Документ:
Фото предков Александра Сергеевича Шипицына: справа – бабушка по отцовской линии, с граблями в руках – отец А.С. Шипицына.
Нач. ХХ в.
Фотография. Личный архив художника
В 2018 году художник выпустил книгу «Иркутск. Офорт», в которой главное внимание сосредоточил на репродукциях работ. Издание сопровождается статьями разных авторов, повествующих об искусстве эстампа в творчестве А. С. Шипицына – С. Алексеева, З. Кузнецовой и А. Шинкового [7].

Исследованием биографии и творчества занимаются также и друзья художника. Например, кинооператор Е. А. Корзун, с которым А. С. Шипицын знаком уже более полувека. В настоящее время он собирает материалы для большого монографического очерка.

В 2013 году был снят фильм Государственной телерадиокомпанией об А. С. Шипицине из серии «Эскиз к портрету». Важную часть его занимает обширное интервью, в котором художник рассказывает о своем творчестве,
о важнейших темах работ, о родном городе Иркутске, о событиях прошлого и настоящего. В фильме также показана мастерская художника и печатный станок, который был изготовлен по чертежам самого А. С. Шипицына.

Александр Сергеевич Шипицын родился 29 января 1938 года в Иркутске в семье преподавателей. Мать – Вера Константиновна – учила студентов авиационного техникума
химии. Отец – Сергей Александрович – был преподавателем физики в сельскохозяйственной академии. Дедушки Александра Сергеевича по отцовской и материнской линиям были офицерами царской армии. Бабушка А. С. Шипицына по материнской линии являлась музыкантом и давала уроки по фортепиано, а бабушка по отцовской линии была домохозяйкой.

На детство А. С. Шипицына пришлась Великая Отечественная война. В эти годы его семья жила в Иркутске. Художник вспоминает, как он четырехлетним мальчиком проходил с отцом десятки километров, чтобы добраться до поля, на котором у них поспевал урожай. Землю вспахивали трактором, найденным на заброшенном поле. Мать в это время следила за порядком в доме. Маленький Саша с раннего детства проявлял желание рисовать. Родители поддержали его стремление, и в возрасте восьми лет отдали во Дворец пионеров в студию графики к известному сибирскому художнику Борису Ивановичу Лебединскому.

Поставленная задача 1: Воспроизведите фрагмент листинга: начните со строки, содержащей «Target: wooden table», и закончите последней строкой листинга, включив обе границы.
Документ и листинг друг с другом не связаны.

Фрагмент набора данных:
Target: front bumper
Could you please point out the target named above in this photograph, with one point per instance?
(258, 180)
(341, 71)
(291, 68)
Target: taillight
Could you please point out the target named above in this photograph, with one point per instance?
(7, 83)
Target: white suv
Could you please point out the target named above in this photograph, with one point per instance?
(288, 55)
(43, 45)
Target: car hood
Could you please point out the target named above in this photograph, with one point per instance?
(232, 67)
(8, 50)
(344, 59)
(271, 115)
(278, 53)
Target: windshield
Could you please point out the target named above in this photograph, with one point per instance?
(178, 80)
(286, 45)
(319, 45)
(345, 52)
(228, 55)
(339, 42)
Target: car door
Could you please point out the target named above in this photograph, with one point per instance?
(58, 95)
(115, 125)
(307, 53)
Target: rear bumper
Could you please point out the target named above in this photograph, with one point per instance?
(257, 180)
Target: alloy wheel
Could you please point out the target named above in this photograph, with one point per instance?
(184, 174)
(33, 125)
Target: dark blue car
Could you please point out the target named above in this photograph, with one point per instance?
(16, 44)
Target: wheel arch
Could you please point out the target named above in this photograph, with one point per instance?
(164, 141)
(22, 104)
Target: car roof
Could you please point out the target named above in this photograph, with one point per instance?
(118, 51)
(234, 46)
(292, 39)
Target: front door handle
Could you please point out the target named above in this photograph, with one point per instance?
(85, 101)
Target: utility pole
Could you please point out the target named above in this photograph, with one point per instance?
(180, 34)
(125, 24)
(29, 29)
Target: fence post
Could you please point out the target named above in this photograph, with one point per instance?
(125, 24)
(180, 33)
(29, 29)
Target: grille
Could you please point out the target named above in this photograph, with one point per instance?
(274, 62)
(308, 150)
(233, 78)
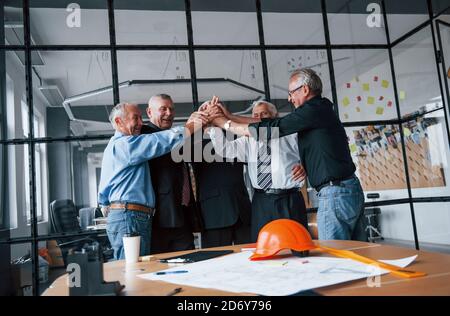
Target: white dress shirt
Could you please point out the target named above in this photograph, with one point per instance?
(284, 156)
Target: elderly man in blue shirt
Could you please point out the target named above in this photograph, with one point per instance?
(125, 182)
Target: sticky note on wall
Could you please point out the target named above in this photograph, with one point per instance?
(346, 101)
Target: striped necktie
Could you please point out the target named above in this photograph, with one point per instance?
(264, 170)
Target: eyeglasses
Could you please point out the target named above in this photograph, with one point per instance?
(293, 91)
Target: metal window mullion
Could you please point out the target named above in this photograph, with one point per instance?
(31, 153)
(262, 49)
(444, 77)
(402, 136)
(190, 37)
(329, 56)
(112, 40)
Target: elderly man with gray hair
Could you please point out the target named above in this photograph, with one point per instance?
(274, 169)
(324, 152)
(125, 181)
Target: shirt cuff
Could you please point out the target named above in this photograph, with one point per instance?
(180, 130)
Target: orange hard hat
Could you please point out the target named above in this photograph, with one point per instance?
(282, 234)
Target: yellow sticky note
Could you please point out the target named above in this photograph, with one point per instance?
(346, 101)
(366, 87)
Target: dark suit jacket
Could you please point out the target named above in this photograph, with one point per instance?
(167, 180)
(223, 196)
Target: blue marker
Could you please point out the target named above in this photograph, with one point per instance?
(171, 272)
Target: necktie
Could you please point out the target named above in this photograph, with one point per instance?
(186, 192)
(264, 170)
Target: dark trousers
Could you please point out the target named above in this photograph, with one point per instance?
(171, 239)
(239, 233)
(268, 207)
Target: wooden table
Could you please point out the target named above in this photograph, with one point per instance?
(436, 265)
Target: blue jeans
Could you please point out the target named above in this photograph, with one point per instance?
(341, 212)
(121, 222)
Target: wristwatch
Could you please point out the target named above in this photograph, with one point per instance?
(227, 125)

Поставленная задача 2: Какова, согласно документу, полная дата рождения А. С. Шипицына?

Полный ответ 1:
Target: wooden table
Could you please point out the target named above in this photograph, with one point per instance?
(436, 265)
Target: blue jeans
Could you please point out the target named above in this photograph, with one point per instance?
(341, 212)
(121, 222)
Target: wristwatch
Could you please point out the target named above in this photograph, with one point per instance?
(227, 125)

Полный ответ 2: 29 января 1938 года.